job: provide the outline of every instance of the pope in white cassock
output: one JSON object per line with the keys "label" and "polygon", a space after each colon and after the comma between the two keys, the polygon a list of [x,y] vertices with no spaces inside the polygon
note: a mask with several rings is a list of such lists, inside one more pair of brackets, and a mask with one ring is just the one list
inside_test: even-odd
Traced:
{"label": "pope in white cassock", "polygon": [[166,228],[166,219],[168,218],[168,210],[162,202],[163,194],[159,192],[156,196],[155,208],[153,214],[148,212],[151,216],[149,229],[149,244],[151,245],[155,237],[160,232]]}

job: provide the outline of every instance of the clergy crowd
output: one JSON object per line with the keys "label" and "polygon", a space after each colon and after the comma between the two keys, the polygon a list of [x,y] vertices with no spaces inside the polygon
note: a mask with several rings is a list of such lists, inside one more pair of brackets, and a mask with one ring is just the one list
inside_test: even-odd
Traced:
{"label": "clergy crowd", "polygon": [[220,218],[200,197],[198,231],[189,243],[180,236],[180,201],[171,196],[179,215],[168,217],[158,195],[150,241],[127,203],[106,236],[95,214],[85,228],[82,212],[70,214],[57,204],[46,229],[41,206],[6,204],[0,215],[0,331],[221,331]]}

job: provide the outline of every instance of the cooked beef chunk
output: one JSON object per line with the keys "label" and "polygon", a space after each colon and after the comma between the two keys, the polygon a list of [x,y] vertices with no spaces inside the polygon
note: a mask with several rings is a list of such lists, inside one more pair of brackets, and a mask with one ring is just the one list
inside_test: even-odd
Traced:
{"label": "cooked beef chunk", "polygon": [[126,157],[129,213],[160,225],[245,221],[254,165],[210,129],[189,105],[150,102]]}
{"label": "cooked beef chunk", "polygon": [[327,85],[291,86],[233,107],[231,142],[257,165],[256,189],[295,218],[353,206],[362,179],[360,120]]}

> _What to produce_: Reproduce the listing word for word, from the line containing "job: provide the outline of every instance of the cooked" through its last line, including both.

> _Final result_:
job: provide the outline of every instance of the cooked beef chunk
output: one JSON object per line with the keys "label" and "polygon", a space after each colon and after the comma between the two keys, the polygon a list of [x,y] vertices with no spaces inside the polygon
note: a mask with several rings is a list of such lists, inside one more pair of brackets, and a mask with one ring is just the one list
inside_test: even-odd
Traced:
{"label": "cooked beef chunk", "polygon": [[126,157],[129,213],[160,225],[245,221],[254,165],[210,129],[189,105],[150,102]]}
{"label": "cooked beef chunk", "polygon": [[327,85],[291,86],[233,107],[231,142],[257,165],[256,189],[295,218],[353,206],[362,179],[360,120]]}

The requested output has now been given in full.